§ **What the task asks**
Where the records below show the word "covered" in a line, please copy that line.
(Materials provided)
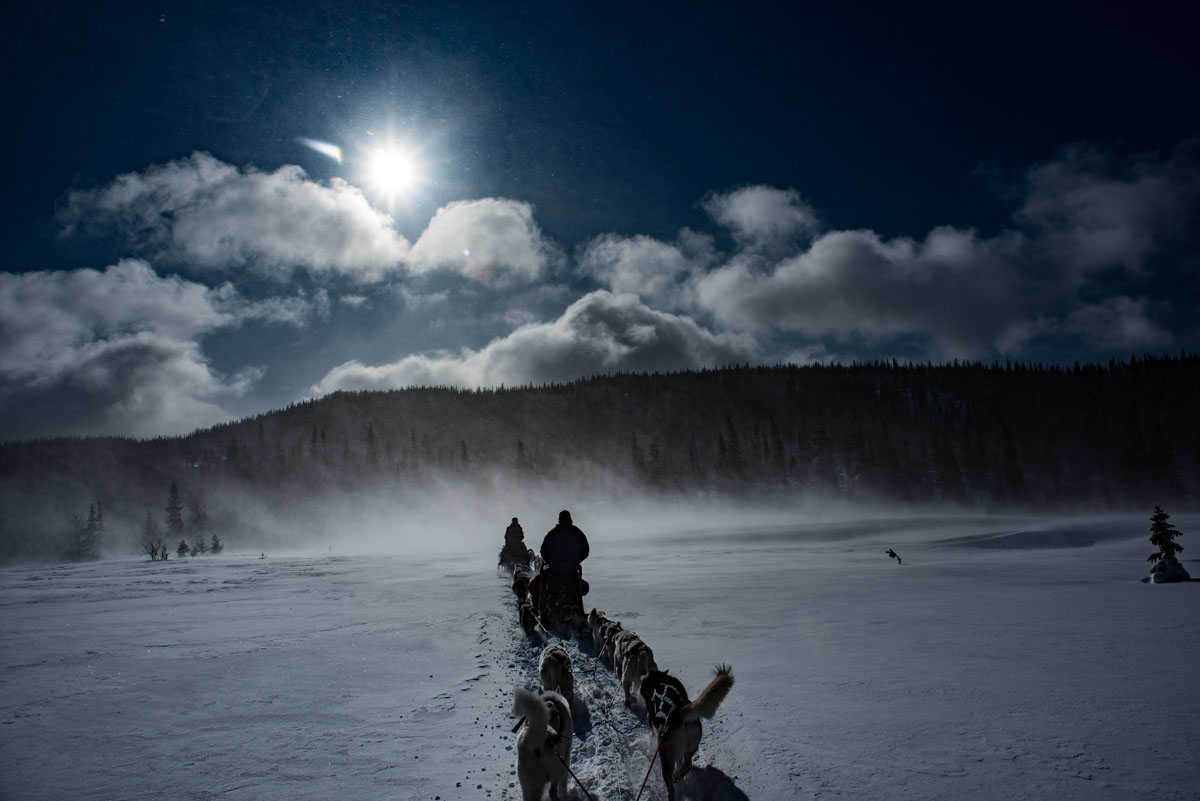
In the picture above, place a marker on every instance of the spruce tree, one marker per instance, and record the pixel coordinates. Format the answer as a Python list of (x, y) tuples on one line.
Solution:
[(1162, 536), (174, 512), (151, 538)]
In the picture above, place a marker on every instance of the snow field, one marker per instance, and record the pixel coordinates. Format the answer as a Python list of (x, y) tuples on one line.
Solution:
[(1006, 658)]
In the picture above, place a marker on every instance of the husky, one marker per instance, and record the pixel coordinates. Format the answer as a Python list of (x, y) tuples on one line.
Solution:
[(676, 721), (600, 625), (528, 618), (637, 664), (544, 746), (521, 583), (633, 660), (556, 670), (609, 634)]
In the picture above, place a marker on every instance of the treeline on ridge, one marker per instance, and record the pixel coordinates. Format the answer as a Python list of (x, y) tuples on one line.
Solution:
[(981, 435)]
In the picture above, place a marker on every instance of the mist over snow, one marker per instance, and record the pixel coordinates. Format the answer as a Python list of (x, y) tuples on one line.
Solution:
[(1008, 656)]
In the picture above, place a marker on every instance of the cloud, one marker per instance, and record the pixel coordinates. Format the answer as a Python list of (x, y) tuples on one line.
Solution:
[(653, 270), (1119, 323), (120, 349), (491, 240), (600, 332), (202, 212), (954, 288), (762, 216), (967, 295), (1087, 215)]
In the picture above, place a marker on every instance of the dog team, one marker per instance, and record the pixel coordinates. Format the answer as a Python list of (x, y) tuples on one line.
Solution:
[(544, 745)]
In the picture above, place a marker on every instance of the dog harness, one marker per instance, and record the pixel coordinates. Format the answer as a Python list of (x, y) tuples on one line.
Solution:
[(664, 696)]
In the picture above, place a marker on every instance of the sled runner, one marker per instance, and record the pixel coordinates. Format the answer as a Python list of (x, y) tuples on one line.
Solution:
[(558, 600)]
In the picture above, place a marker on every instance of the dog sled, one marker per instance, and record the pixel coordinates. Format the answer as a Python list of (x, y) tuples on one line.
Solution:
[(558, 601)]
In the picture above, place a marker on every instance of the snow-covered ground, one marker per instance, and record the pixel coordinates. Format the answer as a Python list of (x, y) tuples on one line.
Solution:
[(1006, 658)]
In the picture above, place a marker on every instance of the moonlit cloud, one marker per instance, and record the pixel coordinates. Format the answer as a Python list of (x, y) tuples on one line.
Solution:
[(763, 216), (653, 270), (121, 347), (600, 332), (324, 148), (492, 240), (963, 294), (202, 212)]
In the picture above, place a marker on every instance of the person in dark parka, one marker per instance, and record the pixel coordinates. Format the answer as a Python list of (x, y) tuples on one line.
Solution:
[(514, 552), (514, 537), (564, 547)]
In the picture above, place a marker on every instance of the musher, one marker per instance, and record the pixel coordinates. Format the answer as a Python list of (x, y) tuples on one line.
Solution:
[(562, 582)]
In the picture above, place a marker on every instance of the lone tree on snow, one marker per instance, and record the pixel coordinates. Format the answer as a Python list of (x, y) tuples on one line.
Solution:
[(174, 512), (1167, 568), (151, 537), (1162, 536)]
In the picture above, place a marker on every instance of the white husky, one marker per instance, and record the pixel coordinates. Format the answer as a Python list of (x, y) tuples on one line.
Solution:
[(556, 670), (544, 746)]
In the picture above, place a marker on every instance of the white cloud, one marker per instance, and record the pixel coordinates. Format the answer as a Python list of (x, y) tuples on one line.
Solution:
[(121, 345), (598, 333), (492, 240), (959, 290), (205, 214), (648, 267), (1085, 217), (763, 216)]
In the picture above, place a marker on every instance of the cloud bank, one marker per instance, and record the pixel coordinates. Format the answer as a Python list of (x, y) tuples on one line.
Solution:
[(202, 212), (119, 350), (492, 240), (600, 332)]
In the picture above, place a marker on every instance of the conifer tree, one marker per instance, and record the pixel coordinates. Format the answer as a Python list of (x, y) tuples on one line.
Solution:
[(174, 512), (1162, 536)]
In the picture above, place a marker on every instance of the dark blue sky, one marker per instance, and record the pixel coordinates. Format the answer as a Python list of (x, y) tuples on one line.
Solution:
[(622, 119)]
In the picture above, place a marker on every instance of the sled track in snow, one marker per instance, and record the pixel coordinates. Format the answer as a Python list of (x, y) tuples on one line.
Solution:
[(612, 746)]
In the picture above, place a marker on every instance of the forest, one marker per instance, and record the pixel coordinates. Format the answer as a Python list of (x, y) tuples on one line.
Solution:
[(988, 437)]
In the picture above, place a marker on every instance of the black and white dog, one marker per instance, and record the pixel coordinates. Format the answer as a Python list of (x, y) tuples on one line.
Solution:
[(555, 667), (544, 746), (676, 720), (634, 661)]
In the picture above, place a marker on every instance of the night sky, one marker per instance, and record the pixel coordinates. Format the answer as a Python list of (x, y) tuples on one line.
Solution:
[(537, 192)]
(End Materials provided)
(Materials provided)
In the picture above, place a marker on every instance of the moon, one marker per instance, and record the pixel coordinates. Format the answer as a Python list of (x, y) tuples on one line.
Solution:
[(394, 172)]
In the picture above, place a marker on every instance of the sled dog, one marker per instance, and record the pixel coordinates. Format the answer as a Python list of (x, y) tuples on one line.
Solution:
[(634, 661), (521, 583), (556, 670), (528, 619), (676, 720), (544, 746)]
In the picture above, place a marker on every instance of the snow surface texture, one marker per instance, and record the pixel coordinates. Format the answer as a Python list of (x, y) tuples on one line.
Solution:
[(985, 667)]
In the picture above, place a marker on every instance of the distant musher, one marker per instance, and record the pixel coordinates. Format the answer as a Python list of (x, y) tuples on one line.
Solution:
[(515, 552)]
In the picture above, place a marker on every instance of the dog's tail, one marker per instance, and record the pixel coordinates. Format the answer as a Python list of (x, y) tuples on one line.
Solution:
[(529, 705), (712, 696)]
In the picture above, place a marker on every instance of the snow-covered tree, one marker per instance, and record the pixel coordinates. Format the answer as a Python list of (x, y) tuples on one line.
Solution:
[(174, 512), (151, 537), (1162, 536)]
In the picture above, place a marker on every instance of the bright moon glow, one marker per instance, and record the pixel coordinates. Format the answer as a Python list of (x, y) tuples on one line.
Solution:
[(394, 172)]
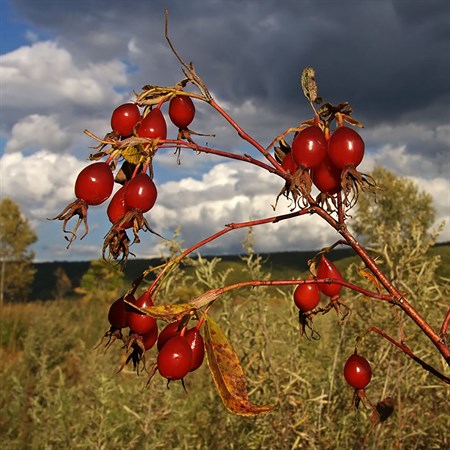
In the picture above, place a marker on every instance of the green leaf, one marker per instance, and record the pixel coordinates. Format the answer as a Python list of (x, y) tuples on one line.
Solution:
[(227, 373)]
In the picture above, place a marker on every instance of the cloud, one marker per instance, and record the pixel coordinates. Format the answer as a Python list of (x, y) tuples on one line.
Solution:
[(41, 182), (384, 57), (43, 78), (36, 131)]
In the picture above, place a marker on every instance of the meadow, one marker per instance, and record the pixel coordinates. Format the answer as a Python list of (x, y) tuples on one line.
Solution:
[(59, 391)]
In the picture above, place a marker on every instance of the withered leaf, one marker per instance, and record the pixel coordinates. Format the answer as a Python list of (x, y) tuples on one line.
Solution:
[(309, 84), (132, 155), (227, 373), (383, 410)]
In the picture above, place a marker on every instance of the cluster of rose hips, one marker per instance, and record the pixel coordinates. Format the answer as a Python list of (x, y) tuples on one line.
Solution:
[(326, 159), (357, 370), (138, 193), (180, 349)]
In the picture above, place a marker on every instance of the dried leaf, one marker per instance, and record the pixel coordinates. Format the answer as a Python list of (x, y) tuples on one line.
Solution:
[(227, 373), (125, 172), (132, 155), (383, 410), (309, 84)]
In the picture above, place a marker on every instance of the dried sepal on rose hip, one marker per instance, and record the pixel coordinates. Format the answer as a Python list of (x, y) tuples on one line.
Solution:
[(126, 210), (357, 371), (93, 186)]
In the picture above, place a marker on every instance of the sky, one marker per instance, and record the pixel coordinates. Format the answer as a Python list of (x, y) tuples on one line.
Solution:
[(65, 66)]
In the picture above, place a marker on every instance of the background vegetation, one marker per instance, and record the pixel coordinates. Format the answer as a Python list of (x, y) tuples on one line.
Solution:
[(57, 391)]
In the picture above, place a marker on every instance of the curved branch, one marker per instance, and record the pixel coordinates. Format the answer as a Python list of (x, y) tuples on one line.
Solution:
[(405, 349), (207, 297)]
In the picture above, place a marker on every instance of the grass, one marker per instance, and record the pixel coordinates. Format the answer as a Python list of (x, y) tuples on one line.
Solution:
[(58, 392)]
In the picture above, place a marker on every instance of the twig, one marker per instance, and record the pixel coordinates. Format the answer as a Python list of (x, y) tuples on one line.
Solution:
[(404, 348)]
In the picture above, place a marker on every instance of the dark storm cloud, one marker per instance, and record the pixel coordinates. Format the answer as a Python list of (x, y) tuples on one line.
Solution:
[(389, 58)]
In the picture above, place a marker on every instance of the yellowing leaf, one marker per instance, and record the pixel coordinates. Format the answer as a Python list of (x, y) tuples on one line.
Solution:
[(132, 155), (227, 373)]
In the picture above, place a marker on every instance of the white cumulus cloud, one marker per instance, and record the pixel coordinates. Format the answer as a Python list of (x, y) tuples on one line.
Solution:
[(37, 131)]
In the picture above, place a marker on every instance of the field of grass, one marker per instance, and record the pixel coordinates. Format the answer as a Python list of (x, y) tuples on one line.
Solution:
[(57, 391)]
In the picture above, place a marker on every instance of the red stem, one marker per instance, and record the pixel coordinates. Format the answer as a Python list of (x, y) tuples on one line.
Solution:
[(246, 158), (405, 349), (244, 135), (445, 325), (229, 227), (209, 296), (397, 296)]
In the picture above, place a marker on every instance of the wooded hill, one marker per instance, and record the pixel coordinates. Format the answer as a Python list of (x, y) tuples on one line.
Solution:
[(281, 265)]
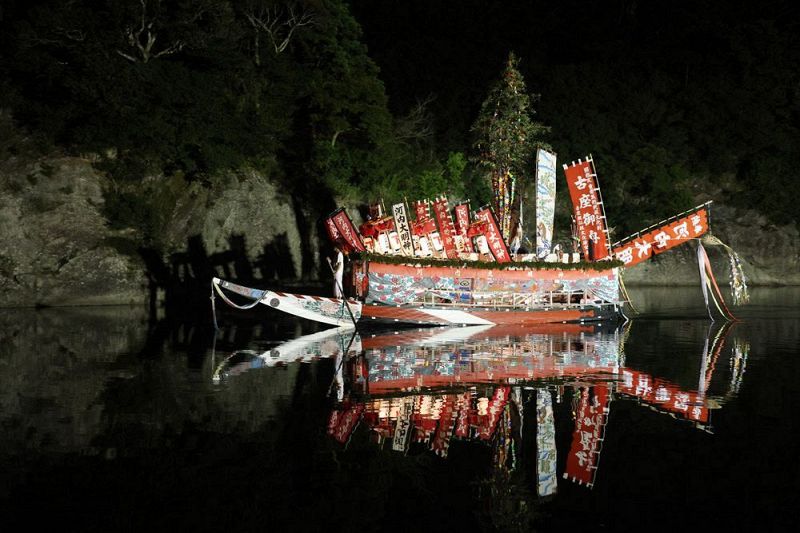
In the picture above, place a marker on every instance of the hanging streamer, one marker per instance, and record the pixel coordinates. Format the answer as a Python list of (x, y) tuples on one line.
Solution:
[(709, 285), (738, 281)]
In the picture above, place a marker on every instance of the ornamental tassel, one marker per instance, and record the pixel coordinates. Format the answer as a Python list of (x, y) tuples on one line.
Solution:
(End Materials provided)
§ **Your solution**
In the picture above, place a marker on every instance of the snow-covered ground, one marker per instance, and record the pixel coordinates. Format the answer as a Python list of (x, y) tuples on one line.
In the picture above, place a marker on every instance of the snow-covered tree, one marker per instance, and record the pixel coordinates. Format the answer as a Python list of (x, y) tuples on one line.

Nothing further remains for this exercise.